§ WORK ITEM:
Only lines holding the word "woman" are needed; copy each of them from the material.

§ INPUT RECORDS:
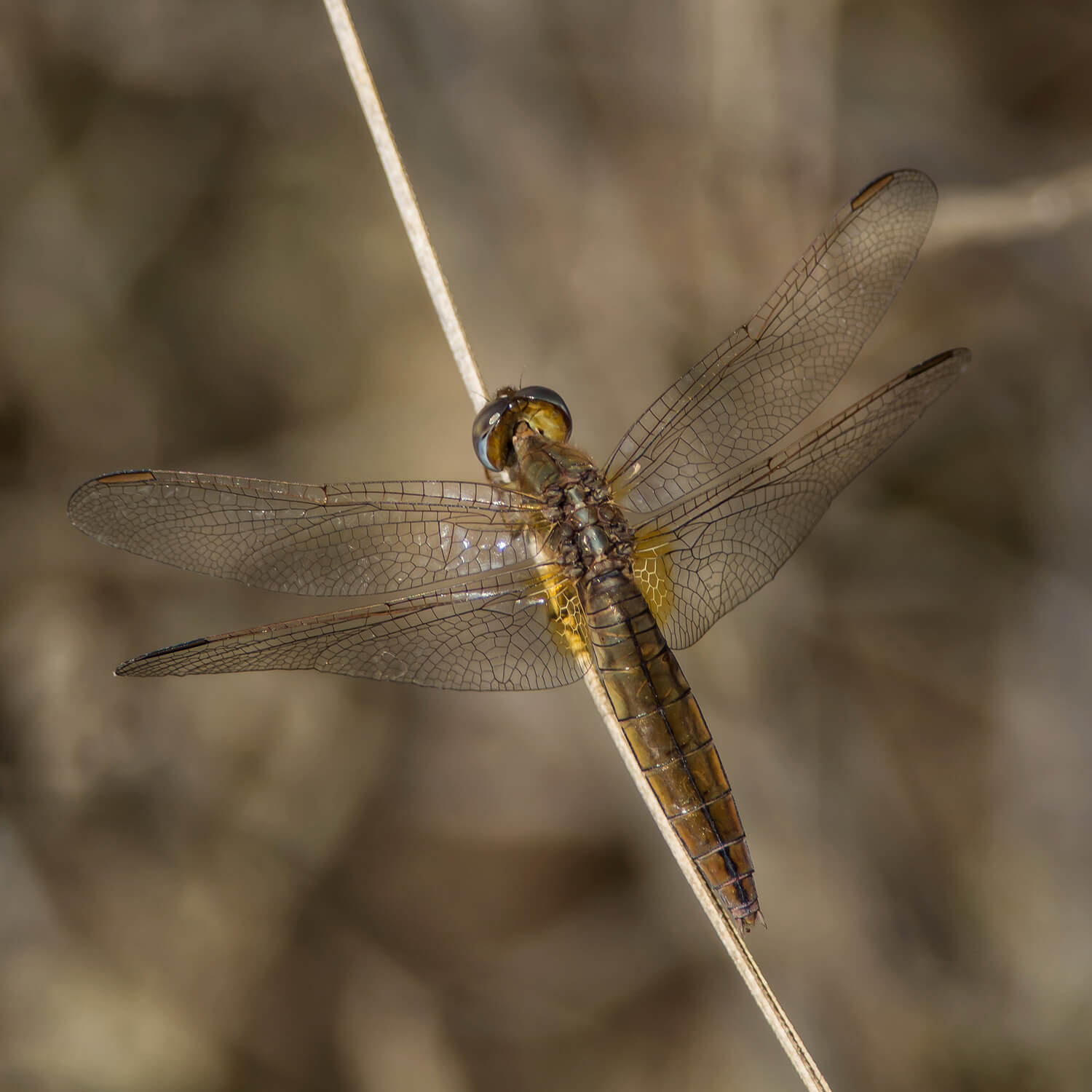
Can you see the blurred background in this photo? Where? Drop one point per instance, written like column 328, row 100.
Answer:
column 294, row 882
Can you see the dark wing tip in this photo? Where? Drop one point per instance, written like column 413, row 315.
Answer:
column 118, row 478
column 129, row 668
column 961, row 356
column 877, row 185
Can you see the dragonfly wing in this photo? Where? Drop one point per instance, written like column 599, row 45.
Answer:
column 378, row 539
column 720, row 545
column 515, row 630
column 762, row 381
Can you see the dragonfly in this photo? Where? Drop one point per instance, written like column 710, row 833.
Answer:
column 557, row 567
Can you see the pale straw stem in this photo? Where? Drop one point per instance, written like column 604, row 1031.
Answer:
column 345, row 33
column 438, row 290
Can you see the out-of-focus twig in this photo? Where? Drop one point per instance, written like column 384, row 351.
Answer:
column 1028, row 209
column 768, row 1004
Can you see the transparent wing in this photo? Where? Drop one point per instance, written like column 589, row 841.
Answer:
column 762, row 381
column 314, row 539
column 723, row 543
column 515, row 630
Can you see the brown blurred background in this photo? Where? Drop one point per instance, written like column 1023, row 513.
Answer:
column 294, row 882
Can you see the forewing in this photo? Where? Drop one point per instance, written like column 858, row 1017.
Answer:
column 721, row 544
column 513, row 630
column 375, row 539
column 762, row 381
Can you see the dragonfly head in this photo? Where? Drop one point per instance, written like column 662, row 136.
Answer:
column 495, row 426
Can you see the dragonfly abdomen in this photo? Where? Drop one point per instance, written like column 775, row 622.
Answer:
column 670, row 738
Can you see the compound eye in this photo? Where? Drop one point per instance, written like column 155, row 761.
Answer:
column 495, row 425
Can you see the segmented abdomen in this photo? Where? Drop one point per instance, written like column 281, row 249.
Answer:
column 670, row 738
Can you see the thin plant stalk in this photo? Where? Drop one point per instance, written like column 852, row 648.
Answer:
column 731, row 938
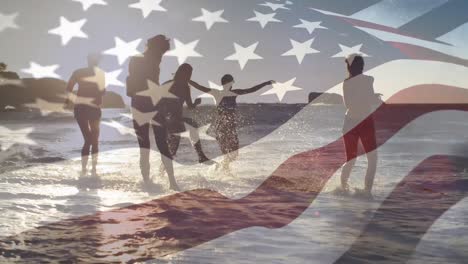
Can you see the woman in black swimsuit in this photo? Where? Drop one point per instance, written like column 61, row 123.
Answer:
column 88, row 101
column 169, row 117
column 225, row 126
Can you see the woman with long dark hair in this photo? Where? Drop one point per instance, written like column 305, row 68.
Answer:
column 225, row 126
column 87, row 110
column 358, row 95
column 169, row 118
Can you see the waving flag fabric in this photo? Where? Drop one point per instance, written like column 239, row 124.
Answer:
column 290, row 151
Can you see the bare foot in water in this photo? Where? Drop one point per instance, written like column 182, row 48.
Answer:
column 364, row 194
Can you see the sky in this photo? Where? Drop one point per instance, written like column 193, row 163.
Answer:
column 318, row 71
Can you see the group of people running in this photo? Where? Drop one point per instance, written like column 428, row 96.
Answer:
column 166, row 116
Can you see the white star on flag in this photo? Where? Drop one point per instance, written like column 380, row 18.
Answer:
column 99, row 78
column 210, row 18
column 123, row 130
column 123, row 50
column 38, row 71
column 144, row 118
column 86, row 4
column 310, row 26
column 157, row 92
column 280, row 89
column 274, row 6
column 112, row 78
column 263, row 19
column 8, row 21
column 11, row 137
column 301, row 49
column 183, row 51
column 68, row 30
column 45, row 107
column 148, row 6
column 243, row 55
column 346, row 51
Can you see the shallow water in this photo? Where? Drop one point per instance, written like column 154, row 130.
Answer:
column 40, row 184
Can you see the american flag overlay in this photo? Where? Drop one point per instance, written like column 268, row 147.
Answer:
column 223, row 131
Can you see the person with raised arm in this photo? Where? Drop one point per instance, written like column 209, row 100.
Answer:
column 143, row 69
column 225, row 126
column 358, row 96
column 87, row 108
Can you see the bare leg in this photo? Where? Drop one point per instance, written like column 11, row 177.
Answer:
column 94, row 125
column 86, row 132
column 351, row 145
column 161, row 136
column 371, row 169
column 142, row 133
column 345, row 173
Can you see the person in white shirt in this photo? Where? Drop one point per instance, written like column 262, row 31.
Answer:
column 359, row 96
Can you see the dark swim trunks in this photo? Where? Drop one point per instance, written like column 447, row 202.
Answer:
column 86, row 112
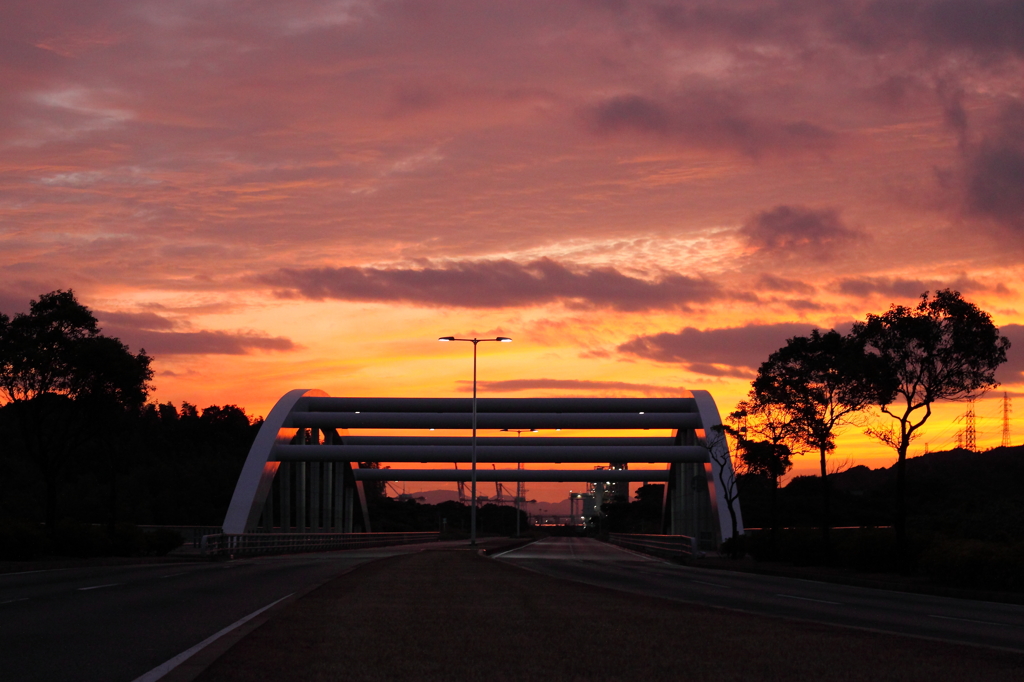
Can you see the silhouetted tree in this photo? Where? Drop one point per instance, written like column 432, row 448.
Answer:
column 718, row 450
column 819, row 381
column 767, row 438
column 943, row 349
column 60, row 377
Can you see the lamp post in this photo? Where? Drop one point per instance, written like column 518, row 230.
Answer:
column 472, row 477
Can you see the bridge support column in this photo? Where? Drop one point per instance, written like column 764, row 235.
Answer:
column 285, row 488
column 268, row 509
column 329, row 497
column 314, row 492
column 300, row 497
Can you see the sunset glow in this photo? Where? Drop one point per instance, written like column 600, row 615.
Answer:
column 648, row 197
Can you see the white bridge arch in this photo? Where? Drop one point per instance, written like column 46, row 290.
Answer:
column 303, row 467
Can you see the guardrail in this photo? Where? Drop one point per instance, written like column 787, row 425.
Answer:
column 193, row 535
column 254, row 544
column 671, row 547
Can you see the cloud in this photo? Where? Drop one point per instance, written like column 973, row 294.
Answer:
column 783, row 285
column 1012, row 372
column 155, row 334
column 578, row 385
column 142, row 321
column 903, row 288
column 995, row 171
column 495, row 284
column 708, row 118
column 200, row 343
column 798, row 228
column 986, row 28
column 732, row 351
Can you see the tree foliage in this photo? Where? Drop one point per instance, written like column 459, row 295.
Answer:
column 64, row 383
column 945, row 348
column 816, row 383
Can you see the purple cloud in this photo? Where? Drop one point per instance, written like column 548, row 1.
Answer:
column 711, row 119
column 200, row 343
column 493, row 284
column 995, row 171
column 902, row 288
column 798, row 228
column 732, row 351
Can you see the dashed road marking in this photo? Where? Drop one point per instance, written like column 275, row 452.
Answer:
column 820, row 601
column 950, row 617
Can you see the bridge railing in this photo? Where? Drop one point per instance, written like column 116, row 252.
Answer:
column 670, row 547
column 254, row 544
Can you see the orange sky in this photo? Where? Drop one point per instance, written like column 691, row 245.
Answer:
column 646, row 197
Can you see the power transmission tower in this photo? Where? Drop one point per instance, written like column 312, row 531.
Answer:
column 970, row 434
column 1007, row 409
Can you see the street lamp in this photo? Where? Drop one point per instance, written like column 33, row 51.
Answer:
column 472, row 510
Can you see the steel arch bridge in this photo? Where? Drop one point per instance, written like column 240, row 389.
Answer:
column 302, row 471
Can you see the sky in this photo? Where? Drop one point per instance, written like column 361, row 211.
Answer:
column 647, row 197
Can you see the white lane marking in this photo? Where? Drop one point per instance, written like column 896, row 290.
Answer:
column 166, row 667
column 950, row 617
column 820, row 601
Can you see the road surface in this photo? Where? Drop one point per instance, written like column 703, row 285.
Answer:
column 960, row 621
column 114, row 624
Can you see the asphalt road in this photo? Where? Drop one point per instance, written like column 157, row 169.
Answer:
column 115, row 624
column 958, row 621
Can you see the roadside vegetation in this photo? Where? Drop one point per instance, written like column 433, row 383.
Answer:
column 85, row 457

§ EXERCISE OUTPUT:
Can you see the woman in black swimsuit in this photo? Where? Drop one point per instance, written like column 61, row 123.
Can you see the woman with long dark hair in this photo? Where? Drop one point per instance, written like column 305, row 68.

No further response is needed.